⟨

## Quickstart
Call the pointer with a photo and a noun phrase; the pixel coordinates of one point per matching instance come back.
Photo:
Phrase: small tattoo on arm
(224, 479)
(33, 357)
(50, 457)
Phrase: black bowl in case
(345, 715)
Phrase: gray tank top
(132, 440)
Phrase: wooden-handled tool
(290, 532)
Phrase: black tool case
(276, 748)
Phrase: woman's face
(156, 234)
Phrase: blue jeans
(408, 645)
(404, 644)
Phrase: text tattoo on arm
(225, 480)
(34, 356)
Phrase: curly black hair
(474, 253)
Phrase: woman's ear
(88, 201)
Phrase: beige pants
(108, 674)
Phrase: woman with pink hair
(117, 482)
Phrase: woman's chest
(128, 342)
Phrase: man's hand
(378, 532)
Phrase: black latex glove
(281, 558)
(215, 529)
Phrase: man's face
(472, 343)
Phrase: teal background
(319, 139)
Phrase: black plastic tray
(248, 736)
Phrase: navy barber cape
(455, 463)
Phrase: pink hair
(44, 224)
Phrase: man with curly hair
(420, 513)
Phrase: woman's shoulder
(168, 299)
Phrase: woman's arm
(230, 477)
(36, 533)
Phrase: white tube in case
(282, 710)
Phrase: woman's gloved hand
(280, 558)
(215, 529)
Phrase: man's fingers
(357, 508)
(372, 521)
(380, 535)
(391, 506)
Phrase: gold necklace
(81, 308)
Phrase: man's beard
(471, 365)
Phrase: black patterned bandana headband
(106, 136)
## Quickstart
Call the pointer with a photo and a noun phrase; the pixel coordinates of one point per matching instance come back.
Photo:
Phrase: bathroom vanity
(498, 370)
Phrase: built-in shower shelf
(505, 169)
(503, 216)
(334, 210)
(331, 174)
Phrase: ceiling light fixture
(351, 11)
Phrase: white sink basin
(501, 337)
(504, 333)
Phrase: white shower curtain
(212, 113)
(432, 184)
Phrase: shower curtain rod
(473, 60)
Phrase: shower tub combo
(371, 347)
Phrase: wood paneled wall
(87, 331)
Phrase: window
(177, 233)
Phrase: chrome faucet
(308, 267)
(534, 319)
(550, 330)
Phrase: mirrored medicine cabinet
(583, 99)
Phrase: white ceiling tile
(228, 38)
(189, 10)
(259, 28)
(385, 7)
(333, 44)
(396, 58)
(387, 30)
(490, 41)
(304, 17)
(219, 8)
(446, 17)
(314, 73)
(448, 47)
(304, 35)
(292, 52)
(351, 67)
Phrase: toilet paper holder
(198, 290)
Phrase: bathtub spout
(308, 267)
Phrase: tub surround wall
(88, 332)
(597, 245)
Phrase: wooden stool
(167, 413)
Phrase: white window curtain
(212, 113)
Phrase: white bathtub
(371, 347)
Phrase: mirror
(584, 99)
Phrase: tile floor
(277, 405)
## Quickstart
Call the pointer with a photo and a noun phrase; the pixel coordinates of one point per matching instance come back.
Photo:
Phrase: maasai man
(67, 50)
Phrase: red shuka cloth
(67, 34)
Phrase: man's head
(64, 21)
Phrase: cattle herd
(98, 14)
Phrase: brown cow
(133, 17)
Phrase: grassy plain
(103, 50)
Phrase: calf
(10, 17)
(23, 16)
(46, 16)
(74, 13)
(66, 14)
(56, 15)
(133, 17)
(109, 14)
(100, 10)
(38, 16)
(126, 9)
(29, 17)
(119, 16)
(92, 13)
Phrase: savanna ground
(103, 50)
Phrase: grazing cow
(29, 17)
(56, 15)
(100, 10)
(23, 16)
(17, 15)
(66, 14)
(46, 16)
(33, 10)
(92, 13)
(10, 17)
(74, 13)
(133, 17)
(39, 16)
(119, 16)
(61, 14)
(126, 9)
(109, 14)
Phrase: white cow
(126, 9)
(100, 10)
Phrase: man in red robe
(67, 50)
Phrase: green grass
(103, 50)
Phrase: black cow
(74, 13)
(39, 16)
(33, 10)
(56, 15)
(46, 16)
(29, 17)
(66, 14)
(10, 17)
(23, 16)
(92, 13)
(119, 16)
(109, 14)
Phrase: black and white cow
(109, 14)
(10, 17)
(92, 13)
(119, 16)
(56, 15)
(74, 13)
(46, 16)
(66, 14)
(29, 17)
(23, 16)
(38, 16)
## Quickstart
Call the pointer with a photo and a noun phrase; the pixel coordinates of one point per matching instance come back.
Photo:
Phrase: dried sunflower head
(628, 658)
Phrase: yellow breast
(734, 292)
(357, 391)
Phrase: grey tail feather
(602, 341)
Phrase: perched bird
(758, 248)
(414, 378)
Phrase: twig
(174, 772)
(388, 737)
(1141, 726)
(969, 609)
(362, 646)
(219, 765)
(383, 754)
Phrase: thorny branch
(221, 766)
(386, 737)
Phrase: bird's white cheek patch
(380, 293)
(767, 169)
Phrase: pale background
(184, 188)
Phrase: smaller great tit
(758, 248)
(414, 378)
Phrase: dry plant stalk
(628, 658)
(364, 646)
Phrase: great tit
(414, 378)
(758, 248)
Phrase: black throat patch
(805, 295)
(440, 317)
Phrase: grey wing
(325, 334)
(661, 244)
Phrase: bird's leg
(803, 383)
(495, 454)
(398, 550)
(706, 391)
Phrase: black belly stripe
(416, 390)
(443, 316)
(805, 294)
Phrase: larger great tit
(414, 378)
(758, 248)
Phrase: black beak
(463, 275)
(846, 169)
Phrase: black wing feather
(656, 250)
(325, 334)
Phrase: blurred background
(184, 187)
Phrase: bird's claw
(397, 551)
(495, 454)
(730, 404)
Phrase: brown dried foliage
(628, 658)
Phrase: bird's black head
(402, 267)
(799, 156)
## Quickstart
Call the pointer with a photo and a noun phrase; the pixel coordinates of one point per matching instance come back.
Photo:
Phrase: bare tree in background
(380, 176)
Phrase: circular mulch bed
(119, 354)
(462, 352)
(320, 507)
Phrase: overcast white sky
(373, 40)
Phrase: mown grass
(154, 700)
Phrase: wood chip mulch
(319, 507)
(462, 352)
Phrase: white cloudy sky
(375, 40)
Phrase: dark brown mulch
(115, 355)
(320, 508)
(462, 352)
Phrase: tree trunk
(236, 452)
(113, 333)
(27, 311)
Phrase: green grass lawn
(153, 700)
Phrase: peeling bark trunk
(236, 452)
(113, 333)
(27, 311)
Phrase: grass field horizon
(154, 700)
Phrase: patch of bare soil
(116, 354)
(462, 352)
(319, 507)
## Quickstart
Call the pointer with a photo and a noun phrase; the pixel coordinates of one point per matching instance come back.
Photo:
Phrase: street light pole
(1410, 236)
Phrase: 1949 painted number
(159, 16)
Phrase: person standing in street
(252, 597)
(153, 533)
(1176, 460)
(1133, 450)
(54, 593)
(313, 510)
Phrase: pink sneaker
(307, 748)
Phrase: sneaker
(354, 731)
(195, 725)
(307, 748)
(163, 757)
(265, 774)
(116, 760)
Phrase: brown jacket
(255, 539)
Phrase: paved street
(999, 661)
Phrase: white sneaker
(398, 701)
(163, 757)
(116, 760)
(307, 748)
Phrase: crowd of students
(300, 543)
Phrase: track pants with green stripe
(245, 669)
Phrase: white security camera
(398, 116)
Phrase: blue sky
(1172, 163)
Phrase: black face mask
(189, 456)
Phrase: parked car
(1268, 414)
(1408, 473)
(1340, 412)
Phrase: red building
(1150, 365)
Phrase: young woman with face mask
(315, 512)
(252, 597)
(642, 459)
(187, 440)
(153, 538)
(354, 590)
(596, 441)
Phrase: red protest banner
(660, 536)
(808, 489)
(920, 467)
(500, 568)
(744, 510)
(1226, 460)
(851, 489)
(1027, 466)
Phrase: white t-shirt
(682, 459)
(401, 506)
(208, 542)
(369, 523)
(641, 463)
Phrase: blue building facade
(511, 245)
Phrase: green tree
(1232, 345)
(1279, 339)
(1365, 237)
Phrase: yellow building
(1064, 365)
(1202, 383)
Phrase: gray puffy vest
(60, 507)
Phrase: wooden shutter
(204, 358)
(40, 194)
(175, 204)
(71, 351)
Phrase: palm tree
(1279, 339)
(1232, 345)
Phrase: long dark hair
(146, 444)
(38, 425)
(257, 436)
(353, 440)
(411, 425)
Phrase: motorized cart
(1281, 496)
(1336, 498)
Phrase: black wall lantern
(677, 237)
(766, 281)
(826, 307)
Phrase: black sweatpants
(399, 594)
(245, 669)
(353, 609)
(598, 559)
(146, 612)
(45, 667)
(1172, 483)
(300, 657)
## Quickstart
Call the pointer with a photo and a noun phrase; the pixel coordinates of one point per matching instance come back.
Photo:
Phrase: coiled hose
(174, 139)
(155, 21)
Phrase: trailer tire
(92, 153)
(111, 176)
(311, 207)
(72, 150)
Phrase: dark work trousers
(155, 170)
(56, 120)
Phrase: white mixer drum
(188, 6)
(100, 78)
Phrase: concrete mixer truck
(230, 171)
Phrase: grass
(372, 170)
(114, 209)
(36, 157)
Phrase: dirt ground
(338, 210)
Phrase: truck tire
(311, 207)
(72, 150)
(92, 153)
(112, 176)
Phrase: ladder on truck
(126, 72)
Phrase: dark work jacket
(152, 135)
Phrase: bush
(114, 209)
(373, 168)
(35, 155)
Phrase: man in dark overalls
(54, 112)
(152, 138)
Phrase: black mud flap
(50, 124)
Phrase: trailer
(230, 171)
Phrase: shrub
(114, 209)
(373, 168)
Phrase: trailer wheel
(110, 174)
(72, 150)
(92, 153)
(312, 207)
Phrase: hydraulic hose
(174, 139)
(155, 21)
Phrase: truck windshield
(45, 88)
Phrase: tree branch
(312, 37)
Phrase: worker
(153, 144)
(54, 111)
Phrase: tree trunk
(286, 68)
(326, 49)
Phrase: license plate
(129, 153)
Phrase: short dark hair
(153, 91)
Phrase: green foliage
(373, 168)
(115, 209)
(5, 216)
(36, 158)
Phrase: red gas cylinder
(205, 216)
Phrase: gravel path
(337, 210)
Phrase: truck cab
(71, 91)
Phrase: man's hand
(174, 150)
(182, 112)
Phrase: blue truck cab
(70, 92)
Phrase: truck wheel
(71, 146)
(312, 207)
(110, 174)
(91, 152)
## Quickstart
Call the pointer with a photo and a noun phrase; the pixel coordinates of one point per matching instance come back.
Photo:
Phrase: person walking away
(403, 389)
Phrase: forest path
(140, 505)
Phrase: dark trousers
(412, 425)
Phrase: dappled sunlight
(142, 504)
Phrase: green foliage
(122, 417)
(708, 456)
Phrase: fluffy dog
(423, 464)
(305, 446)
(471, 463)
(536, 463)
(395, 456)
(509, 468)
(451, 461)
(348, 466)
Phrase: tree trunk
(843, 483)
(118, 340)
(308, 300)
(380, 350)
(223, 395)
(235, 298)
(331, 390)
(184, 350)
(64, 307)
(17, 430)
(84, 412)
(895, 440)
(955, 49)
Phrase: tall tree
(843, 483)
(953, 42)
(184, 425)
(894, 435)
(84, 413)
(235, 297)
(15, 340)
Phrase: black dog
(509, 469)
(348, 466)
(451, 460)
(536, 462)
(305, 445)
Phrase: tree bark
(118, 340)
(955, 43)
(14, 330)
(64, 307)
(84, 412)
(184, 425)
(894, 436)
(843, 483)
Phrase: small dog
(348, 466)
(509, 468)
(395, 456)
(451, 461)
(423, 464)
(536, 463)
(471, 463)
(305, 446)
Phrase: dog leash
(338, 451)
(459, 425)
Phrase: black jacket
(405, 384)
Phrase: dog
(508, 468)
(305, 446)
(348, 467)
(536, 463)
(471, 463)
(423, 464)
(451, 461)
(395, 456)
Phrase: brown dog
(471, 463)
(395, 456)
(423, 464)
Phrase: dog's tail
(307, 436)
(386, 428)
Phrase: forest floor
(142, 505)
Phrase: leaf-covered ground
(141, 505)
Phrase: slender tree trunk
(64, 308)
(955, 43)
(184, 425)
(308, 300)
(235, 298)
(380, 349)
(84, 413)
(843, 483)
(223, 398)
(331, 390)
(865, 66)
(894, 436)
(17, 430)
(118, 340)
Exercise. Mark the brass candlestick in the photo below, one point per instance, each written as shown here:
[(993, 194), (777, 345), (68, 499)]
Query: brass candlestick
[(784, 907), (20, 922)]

⟩

▸ WHAT YOU SHOULD DO
Update the entries from the line containing "Phrase: sneaker" through the line containing "(1336, 498)" by changing "face mask" to "surgical mask" and leaving everything else unchanged. Return only those lines.

▸ ANSWER TO THIS TASK
Phrase: sneaker
(354, 731)
(195, 725)
(307, 748)
(163, 757)
(265, 774)
(116, 760)
Phrase: brown jacket
(255, 539)
Phrase: paved street
(999, 661)
Phrase: white sneaker
(398, 701)
(163, 757)
(116, 760)
(307, 748)
Phrase: crowd of students
(300, 543)
Phrase: track pants with green stripe
(245, 669)
Phrase: white security camera
(398, 116)
Phrase: blue sky
(1172, 163)
Phrase: black surgical mask
(189, 456)
Phrase: parked car
(1268, 414)
(1408, 473)
(1340, 412)
Phrase: red building
(1150, 365)
Phrase: young woman with surgical mask
(315, 512)
(252, 597)
(642, 459)
(187, 440)
(153, 538)
(354, 590)
(596, 441)
Phrase: red protest banner
(660, 536)
(808, 489)
(920, 467)
(500, 568)
(744, 510)
(1226, 460)
(851, 489)
(1027, 466)
Phrase: white t-shirt
(682, 459)
(401, 506)
(208, 542)
(369, 523)
(641, 463)
Phrase: blue building facade
(511, 245)
Phrase: green tree
(1232, 345)
(1279, 339)
(1365, 237)
Phrase: yellow building
(1064, 365)
(1202, 383)
Phrase: gray puffy vest
(60, 507)
Phrase: wooden shutter
(204, 358)
(40, 194)
(175, 204)
(71, 351)
Phrase: palm tree
(1279, 339)
(1232, 345)
Phrase: long dark hair
(146, 444)
(38, 425)
(257, 436)
(353, 440)
(411, 425)
Phrase: motorized cart
(1281, 496)
(1336, 498)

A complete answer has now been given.